## Data provided
* * *

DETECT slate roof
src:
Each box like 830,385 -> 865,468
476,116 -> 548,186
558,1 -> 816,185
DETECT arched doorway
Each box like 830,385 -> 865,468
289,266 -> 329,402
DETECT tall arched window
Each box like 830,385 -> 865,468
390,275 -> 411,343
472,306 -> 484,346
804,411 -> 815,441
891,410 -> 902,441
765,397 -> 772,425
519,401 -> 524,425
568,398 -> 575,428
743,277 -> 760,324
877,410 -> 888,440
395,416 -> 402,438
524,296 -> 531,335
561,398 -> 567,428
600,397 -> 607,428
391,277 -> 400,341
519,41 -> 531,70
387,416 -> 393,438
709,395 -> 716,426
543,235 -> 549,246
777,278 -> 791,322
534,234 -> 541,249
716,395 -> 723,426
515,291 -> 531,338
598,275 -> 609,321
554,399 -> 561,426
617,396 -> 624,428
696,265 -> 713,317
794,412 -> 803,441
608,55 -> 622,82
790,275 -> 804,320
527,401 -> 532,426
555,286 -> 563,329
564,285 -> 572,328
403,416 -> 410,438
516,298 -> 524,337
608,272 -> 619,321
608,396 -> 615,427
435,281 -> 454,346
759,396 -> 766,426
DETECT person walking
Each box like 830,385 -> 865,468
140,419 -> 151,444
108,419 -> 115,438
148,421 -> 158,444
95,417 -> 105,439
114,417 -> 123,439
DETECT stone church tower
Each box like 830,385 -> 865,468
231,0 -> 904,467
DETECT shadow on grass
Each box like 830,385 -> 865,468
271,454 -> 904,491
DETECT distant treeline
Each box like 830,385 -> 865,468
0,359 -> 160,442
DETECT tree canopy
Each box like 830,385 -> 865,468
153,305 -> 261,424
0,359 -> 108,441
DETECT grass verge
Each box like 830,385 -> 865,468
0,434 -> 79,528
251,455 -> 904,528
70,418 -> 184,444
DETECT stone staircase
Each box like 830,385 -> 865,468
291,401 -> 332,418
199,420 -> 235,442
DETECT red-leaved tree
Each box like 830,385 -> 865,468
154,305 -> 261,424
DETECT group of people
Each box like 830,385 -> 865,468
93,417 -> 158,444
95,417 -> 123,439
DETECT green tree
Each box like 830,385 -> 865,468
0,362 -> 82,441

* * *

## Required work
Copy the entries word for word. Leave nothing out.

## Response
DETECT slate roof
src:
Each box like 830,385 -> 865,468
476,116 -> 548,186
558,1 -> 816,185
DETECT arched doorway
Each box like 830,385 -> 865,468
289,266 -> 329,402
DETECT tall arched window
Each box like 830,385 -> 865,468
390,275 -> 411,343
472,306 -> 484,346
804,411 -> 815,441
891,410 -> 902,441
765,397 -> 772,425
519,401 -> 524,425
568,398 -> 575,428
743,277 -> 760,324
877,410 -> 888,440
395,416 -> 402,438
524,296 -> 531,335
561,398 -> 567,428
600,397 -> 607,428
391,277 -> 400,341
519,41 -> 531,70
387,416 -> 393,438
709,395 -> 716,426
543,235 -> 549,246
777,278 -> 791,322
534,234 -> 541,249
716,395 -> 723,426
515,291 -> 531,338
598,275 -> 609,321
554,399 -> 561,426
617,396 -> 624,428
696,265 -> 713,317
794,412 -> 803,441
608,55 -> 622,82
790,275 -> 804,320
527,401 -> 532,426
555,286 -> 563,329
564,285 -> 572,328
403,416 -> 410,438
516,298 -> 524,337
608,272 -> 619,321
608,396 -> 615,427
435,281 -> 454,346
759,396 -> 766,426
DETECT person walking
Each box like 830,385 -> 865,468
140,419 -> 151,444
108,419 -> 115,438
148,421 -> 158,444
95,417 -> 105,439
114,417 -> 123,439
DETECT stone church tower
Each box like 830,385 -> 865,468
231,0 -> 904,467
DETECT shadow on grass
Each box like 830,385 -> 865,468
271,454 -> 904,491
DETECT distant treeline
Each box like 830,385 -> 865,468
0,359 -> 160,442
DETECT tree canopy
Each box like 830,385 -> 865,468
153,305 -> 261,424
0,359 -> 108,441
DETECT grass verge
Each box like 830,385 -> 865,468
0,434 -> 79,528
251,455 -> 904,528
70,418 -> 184,444
DETECT stone staircase
Each box like 830,385 -> 865,468
291,401 -> 332,418
199,420 -> 235,442
DETECT red-leaved tree
Each box like 830,385 -> 865,468
154,305 -> 261,424
DETECT group of people
Each box like 830,385 -> 865,468
93,417 -> 158,444
95,417 -> 123,439
DETECT green tree
Each box like 830,385 -> 865,468
0,362 -> 82,441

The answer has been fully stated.